**The task**
Please rewrite the part of the items that opens with the line containing "Tell me — is the puddle" and closes with the line containing "193, 224, 229]]", keeping every line, both end lines included, and shift each coordinate in it up by 11.

Box annotations for photos

□ □ □ □ □

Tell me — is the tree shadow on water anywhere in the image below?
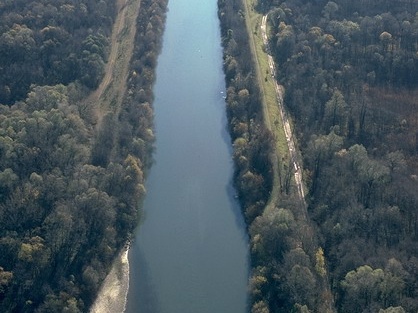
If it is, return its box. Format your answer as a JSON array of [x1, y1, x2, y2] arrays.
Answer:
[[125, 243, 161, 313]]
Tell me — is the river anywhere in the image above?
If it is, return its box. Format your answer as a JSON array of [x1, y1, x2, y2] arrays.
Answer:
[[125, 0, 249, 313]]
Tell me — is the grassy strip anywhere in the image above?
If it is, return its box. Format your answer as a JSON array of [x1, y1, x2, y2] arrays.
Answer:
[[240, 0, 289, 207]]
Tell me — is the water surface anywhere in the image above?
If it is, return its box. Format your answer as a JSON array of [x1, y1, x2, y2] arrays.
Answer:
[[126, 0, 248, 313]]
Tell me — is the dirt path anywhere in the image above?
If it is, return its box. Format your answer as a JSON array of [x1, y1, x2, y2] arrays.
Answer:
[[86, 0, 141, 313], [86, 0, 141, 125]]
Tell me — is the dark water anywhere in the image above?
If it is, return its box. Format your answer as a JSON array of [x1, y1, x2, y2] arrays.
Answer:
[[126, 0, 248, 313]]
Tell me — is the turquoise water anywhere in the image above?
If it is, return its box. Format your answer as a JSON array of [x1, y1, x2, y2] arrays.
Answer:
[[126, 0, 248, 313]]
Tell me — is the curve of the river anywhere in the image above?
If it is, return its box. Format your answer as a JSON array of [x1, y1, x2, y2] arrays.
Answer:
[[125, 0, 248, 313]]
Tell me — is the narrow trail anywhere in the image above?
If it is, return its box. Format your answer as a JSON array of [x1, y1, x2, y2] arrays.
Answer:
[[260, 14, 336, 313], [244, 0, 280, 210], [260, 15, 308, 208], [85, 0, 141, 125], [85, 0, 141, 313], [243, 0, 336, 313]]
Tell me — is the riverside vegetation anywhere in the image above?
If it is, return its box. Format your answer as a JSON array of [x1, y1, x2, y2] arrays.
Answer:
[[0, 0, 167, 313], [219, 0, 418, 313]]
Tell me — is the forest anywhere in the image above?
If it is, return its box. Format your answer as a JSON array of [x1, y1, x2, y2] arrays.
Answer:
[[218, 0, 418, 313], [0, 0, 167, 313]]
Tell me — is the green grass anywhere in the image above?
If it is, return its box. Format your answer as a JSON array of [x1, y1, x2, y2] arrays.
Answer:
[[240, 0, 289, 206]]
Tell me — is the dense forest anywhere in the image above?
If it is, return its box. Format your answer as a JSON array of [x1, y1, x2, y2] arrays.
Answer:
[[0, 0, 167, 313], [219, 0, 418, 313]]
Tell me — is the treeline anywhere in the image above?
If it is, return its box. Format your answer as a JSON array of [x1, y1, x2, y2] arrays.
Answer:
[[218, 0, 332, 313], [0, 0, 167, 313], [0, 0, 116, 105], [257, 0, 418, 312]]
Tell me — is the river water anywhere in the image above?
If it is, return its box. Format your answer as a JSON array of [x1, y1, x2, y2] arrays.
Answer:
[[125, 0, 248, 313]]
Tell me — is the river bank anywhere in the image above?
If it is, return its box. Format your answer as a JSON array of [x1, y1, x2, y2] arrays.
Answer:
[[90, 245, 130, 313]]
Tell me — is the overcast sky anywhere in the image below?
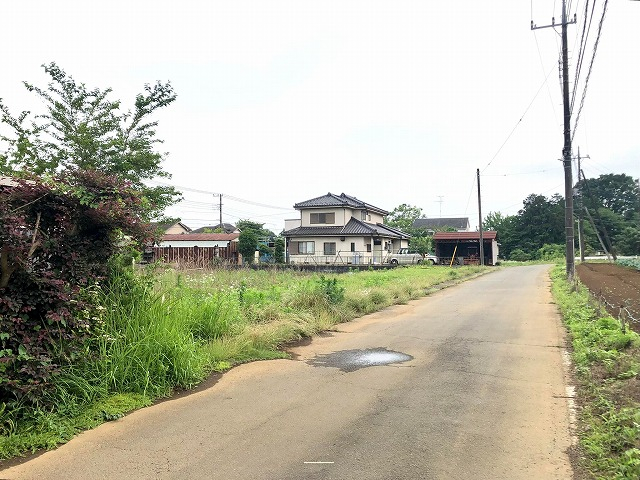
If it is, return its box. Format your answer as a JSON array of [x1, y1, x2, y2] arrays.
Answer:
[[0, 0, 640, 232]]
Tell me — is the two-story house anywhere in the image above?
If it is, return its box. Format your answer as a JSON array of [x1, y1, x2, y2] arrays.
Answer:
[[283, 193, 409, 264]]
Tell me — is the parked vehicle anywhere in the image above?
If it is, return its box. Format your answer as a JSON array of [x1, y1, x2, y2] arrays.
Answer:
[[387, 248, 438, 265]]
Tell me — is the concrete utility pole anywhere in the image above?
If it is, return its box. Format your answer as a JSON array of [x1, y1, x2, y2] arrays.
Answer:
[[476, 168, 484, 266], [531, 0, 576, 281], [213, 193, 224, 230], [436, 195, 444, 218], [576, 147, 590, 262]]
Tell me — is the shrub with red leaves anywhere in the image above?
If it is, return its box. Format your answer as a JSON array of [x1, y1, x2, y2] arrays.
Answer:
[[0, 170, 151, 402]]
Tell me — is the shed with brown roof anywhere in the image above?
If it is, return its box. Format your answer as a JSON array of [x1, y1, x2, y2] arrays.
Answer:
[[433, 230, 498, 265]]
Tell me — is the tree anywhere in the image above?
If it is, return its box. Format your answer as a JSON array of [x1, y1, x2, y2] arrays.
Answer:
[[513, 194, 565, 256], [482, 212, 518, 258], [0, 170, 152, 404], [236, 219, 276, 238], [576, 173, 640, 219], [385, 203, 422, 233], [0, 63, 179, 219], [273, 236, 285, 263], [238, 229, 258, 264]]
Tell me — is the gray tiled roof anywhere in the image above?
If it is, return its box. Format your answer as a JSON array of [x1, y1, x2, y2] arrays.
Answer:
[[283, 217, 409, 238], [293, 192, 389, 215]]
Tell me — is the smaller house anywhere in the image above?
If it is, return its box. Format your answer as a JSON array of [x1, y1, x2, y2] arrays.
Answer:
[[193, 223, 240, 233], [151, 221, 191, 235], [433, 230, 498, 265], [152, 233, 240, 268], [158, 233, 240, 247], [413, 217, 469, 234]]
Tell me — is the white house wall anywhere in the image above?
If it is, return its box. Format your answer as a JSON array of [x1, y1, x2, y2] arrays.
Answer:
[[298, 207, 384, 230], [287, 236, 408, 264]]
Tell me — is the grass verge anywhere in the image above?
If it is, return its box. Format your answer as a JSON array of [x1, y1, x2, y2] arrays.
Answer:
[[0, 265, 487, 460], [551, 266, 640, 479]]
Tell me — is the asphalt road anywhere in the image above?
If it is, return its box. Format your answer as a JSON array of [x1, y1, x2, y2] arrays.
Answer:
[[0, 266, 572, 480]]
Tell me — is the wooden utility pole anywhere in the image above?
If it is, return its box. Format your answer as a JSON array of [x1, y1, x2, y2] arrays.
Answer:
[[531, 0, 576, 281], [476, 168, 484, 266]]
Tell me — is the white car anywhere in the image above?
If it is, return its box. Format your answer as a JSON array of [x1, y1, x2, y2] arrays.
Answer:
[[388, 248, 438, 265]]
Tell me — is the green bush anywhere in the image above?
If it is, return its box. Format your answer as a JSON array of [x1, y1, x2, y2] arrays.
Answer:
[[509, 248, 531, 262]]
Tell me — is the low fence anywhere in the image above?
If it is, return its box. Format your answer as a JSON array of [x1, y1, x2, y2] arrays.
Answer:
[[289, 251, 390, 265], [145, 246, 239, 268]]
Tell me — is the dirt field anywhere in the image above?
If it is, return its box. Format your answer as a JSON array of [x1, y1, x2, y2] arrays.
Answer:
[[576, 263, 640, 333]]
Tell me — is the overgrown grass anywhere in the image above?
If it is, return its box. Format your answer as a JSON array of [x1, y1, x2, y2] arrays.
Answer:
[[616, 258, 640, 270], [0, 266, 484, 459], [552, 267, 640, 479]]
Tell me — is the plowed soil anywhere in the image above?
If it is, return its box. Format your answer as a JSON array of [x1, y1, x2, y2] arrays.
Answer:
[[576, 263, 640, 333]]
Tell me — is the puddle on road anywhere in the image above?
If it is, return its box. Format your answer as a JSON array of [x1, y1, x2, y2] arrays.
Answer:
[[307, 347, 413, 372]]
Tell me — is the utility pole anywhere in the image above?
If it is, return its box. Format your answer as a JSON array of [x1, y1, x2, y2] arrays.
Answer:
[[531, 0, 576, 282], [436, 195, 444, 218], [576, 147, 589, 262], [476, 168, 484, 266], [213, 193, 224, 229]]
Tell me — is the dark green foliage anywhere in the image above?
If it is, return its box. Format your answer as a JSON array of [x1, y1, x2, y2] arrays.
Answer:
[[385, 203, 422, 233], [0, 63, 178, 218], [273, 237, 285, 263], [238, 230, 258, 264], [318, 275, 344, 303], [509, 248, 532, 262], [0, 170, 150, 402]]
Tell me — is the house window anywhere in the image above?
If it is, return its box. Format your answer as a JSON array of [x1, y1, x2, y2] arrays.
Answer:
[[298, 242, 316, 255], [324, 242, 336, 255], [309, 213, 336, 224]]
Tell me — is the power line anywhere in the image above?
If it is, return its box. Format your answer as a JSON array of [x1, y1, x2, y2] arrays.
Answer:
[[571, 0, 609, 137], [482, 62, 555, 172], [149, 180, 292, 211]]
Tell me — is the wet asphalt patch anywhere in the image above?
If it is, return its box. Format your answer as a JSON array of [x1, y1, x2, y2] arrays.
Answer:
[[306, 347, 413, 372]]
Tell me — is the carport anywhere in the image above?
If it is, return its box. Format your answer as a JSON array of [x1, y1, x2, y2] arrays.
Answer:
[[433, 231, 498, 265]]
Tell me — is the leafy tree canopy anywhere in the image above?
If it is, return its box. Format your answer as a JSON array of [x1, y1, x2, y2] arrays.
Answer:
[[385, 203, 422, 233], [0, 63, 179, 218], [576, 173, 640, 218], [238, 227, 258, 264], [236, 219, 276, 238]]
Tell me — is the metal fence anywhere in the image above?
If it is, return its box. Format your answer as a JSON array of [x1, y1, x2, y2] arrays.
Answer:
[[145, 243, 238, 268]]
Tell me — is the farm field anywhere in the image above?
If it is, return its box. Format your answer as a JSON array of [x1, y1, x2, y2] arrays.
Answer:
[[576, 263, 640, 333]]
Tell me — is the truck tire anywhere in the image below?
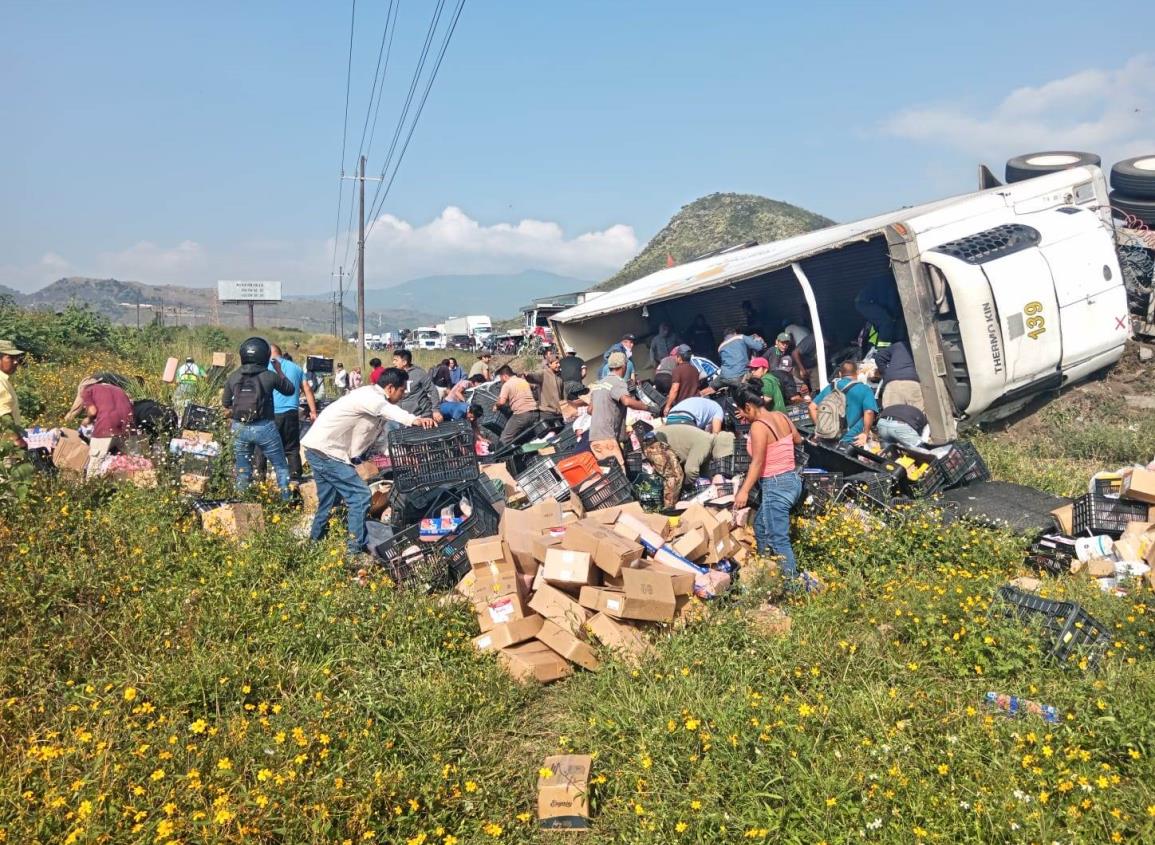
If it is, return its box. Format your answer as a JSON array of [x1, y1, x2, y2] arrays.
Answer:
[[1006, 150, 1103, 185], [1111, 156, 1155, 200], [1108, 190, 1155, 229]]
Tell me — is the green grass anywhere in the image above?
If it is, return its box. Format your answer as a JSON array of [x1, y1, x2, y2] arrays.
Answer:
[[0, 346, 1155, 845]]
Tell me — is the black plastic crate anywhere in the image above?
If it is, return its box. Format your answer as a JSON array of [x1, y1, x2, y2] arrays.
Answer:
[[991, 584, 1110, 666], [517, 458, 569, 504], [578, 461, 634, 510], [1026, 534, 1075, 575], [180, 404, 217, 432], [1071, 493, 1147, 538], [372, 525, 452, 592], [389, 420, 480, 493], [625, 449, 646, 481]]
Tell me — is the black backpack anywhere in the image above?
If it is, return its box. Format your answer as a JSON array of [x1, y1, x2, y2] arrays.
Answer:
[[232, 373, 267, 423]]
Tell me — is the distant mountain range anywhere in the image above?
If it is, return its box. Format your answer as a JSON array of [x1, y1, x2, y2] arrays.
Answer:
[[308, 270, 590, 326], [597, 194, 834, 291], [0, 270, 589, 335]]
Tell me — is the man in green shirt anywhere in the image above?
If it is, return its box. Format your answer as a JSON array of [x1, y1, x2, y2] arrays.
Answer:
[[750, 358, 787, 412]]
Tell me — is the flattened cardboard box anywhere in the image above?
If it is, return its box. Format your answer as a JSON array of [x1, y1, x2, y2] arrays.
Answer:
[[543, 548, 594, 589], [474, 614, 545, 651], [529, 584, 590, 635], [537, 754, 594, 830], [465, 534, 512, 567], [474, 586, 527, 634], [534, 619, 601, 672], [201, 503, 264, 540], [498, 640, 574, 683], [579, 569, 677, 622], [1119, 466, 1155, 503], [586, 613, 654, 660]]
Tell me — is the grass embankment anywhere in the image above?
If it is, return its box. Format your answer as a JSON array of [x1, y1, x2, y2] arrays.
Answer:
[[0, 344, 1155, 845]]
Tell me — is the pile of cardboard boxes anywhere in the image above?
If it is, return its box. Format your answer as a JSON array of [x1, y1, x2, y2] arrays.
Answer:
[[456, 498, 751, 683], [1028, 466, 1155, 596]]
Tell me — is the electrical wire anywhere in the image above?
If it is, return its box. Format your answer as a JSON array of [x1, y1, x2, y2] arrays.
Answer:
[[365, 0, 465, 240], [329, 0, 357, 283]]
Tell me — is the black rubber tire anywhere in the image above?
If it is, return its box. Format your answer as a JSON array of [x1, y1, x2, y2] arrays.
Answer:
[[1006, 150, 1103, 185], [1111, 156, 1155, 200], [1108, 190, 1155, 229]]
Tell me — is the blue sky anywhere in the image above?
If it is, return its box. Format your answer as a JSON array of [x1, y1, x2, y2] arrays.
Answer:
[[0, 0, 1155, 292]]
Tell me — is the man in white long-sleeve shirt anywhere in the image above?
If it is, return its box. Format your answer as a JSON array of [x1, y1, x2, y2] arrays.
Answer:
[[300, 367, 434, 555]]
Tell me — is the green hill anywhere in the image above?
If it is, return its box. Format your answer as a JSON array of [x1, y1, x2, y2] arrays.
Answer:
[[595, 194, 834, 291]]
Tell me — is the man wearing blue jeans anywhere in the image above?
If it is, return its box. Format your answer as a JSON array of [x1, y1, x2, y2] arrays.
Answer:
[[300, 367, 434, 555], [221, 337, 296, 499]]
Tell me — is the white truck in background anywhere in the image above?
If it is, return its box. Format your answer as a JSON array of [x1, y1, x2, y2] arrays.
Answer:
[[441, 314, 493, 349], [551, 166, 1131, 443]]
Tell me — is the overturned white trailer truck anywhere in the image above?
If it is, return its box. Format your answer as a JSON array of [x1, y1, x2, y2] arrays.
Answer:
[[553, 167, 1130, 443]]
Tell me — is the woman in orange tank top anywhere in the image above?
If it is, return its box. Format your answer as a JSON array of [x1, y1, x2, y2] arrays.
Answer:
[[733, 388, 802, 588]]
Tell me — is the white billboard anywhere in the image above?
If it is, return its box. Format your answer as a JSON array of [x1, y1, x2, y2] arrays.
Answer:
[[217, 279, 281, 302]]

□ □ □ □ □

**Task output**
Tell me — is the puddle on road anywhere in the image above?
If it is, return its box. Format your answer as a JSON array of [x1, y1, x2, y2] arrays.
Answer:
[[318, 358, 424, 383]]
Tell me — is the utility pole anywhere in the image above?
If it is, return its box. Format your answer as a JSON array of [x1, y1, x2, y2] arrays.
Answer:
[[542, 11, 587, 293], [447, 206, 455, 229], [587, 158, 600, 273], [487, 179, 495, 277], [224, 204, 235, 240]]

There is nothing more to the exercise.